WHAT YOU HAVE TO DO —
Restate the entries below word for word, omitting nothing.

THE INPUT —
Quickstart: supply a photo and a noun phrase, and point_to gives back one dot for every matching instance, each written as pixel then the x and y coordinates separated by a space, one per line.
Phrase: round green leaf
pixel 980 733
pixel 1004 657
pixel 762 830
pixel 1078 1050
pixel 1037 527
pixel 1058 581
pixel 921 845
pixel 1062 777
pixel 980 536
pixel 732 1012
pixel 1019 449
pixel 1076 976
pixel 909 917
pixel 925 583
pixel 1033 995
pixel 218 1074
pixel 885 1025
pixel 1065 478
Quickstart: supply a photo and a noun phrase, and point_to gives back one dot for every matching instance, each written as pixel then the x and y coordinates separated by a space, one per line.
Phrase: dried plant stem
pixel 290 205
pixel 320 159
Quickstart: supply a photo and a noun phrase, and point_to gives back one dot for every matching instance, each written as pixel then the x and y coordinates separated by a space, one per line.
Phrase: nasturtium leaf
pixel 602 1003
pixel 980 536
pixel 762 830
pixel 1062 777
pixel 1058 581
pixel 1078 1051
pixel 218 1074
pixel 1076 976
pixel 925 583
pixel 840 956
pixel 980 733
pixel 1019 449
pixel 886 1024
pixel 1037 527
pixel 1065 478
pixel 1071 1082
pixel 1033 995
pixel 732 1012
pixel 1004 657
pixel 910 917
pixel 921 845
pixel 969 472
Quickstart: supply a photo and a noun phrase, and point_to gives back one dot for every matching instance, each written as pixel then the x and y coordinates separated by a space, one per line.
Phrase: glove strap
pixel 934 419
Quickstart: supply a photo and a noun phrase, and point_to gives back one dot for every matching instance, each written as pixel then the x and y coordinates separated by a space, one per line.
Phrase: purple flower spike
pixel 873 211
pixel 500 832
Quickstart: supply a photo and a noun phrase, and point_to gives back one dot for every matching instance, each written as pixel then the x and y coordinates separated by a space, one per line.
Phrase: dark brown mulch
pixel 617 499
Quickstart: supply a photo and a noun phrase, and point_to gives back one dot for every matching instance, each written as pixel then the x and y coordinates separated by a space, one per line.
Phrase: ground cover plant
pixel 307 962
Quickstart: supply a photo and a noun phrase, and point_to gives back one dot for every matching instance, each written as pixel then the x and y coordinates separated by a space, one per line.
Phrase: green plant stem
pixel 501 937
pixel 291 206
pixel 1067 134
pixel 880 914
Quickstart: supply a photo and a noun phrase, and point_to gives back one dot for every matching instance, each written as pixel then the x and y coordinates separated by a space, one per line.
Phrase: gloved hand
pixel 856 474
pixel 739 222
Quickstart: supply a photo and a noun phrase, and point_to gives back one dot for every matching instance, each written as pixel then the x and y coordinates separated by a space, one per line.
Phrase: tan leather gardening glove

OUTPUT OF THE EXERCISE —
Quickstart: supply a photo and a noun phrase, and point_to gives back one dot for every matching instance, each written as pixel then the x and y coordinates separated by a space, one per line.
Phrase: round green leaf
pixel 980 733
pixel 1004 657
pixel 762 830
pixel 1078 1050
pixel 1037 527
pixel 1058 581
pixel 921 845
pixel 1062 777
pixel 980 536
pixel 732 1012
pixel 1019 449
pixel 1076 976
pixel 909 917
pixel 925 583
pixel 1033 995
pixel 218 1074
pixel 885 1025
pixel 1065 478
Quickstart: supply a photo and a noun phrase, and point_to gives back one dot for every matching instance, each written as pixel then the x and y coordinates separated by a space, one per line.
Phrase: dried plant stem
pixel 290 205
pixel 320 159
Quickstart: supply a photo and a noun phrase, and point_to gives back one dot for every matching instance, each written as pixel then the x and y coordinates separated by a space, one per line.
Phrase: nasturtium leaf
pixel 602 1003
pixel 980 536
pixel 762 830
pixel 1062 777
pixel 1058 581
pixel 1078 1051
pixel 218 1074
pixel 1076 976
pixel 925 583
pixel 840 956
pixel 980 733
pixel 1019 449
pixel 886 1024
pixel 1037 527
pixel 1065 478
pixel 1071 1082
pixel 1033 995
pixel 732 1012
pixel 1004 657
pixel 910 917
pixel 921 845
pixel 969 472
Quickstart: supply a photo and a noun phrase, and point_to gives back one dot for every matching instance, each written as pixel then the x and y coordinates separated by a space, one per line.
Phrase: glove strap
pixel 934 419
Quickstart: supply a photo and a noun phrase, and point_to gives back one dot for every matching instance, each written as pixel then the x and y coordinates separated by a space, one per line.
Phrase: purple flower spike
pixel 873 211
pixel 500 832
Quickstart: supply a photo and a noun phrase, and point_to gives back one dot for every matching instance, each written as pixel then the x and y coordinates separated by a space, one per line.
Phrase: dark brown mulch
pixel 617 499
Quickstart: supply a photo and a noun phrase, and point_to gives back one dot for every matching instance, each written as pixel then the x and y coordinates separated by a space, one per line.
Phrase: ground cover plant
pixel 307 962
Quickstart: supply a photo and a noun phrase, and point_to gives back one dot for every matching instance, each written as pixel then the x and y coordinates separated by a space, one per line.
Phrase: green plant stem
pixel 501 937
pixel 291 206
pixel 1067 134
pixel 880 914
Quickstart: supply a photo and a noun phrase, and point_to gives back one dot for every matching instance, each written as pixel then the x and y coordinates separated by a space, one per line.
Phrase: gloved hand
pixel 856 474
pixel 739 222
Quickstart: supply a photo and a noun phrase, and point_to gives back one dot for every matching instance, each written as pixel then the x and y coordinates separated by a space, one per line.
Phrase: tan leather gardening glove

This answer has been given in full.